### Source
▼▼▼

Camera - Low Light Evaluation

Moving on to low-light shots of the MIX 2S. The 1.4µm pixel pitch of the sensor along with the F/1.8 lens should give respectable results, although I’m not expecting it to beat the competition as it its optics are simply at a disadvantage in terms of raw technical specifications for low-light capture.

Click for full image

Mi MIX 2S  
[ P20 Pro ] - [ P20 ] - [ P10 ]
[ Galaxy S9+ ] - [ iPhone X ] - [ Pixel 2 XL ]

Xiaomi’s tendency to oversaturate the scene takes on a funky result here as the MIX 2S is really bringing out the colours, especially on the blue sky in this after-sunset picture. The picture’s highlights are brought out too much as objects are too bright, but it’s still a good result. Xiaomi is lacking natural dynamic range here and thus the shadows are too dark, having too little light capture.

Although the MIX 2S produces a noisy picture, this actually helps it as it avoids the smudged textures that we see on the S9. Overall it’s still a good result, and it depends on preference on what you like more.

▲▲▲

Location annotation dataset excerpts

▼▼▼

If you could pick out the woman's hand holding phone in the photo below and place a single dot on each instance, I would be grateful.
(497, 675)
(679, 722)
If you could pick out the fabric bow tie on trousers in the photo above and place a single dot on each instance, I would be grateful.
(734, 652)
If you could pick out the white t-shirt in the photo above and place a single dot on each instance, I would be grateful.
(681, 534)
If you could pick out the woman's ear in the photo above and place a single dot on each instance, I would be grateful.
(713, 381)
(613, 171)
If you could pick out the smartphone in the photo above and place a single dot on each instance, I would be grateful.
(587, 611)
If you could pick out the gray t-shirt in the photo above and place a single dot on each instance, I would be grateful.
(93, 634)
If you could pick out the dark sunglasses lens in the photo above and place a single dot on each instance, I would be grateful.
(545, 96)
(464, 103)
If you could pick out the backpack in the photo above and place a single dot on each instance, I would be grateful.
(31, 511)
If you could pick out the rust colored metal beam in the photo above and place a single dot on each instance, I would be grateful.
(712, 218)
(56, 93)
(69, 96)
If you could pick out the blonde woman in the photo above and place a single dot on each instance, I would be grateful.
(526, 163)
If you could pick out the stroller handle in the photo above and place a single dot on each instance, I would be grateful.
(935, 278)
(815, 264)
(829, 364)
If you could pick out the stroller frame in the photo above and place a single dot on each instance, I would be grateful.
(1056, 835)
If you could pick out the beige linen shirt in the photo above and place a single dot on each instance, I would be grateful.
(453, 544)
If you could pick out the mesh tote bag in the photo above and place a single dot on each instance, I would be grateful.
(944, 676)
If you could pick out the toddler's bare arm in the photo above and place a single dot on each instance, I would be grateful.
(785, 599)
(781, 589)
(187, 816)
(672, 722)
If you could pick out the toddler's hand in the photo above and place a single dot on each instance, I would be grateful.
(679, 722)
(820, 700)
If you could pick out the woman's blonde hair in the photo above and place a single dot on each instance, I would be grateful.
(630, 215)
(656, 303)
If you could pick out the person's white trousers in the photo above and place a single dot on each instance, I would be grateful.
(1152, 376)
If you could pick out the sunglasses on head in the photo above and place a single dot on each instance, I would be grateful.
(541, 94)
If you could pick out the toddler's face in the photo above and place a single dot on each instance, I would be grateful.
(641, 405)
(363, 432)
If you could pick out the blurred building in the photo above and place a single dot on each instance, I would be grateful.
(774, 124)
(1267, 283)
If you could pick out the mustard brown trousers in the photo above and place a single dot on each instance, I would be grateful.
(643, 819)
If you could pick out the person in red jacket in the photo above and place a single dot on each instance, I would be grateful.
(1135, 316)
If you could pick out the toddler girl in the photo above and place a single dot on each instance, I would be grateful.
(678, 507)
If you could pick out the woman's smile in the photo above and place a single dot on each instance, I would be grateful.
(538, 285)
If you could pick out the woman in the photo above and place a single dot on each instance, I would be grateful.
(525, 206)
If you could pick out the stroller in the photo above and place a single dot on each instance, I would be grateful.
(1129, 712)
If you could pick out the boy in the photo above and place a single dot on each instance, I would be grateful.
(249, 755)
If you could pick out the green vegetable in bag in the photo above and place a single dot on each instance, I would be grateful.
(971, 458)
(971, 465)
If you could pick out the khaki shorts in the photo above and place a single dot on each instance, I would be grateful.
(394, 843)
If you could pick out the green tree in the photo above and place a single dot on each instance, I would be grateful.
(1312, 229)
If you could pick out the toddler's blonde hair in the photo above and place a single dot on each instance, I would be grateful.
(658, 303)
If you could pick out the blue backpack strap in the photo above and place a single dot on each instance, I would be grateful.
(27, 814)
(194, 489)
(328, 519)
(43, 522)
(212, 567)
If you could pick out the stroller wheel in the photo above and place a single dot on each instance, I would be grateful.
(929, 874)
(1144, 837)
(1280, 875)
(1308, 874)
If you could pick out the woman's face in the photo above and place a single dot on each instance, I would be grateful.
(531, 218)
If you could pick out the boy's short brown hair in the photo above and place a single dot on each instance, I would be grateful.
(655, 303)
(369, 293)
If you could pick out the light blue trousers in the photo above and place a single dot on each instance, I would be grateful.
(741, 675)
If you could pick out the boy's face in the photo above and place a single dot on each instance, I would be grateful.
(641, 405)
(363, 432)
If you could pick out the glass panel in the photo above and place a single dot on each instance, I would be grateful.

▲▲▲

Continue the low-light camera review, starting after its final sentence. None of the data is needed here.

Click for full image

Mi MIX 2S  
[ P20 Pro ] - [ P20 ] - [ P10 ] - [ Mate 10 Pro ]
[ Galaxy S9+ ] - [ iPhone X ] - [ Pixel 2 XL ]

In this shot Xiaomi surprisingly managed to produce a better dynamic range than the competition – bar the P20 Pro in 10MP mode which just has much better shadows. The S9 shot ended up oddly out of focus, so it’s not a valid comparison.

Detail wise the MIX 2S also actually wins out over Huawei and Apple, producing an excellent shot.

Click for full image

 Mi MIX 2S  
[ P20 Pro ] - [ P20 ] - [ P10 ] - [ Mate 10 Pro ]
[ Galaxy S9+ ] - [ iPhone X ] - [ Pixel 2 XL ]

Here the MIX 2S does really well in exposure, and beats the iPhone X and Pixel 2 XL in dynamic range. Colour reproduction seems also to be very good – something the S9 struggled with as it produces a far too warm result for the white lighting.

Detail wise the MIX 2S also beats the iPhone and Pixel, but the S9 just has more light capture to work with and does better on the textures and has more contrast. Obviously the P20 Pro wins out in the 10MP mode, as even though it’s a lower resolution image, the dynamic range advantage through the superior light capture is plainly obvious.

Extreme low light photography

 

Click for full image

Mi MIX 2S  
[ P20 Pro ] - [ P20 ]
[ P10 ] - [ Mate 10 Pro ]
[ Galaxy S9+ ] - [ iPhone X ] - [ Pixel 2 XL ]

In extreme low-light environments the MIX 2S doesn’t have any special capture mode, and the resulting picture remains at a similar quality level as say, an iPhone X.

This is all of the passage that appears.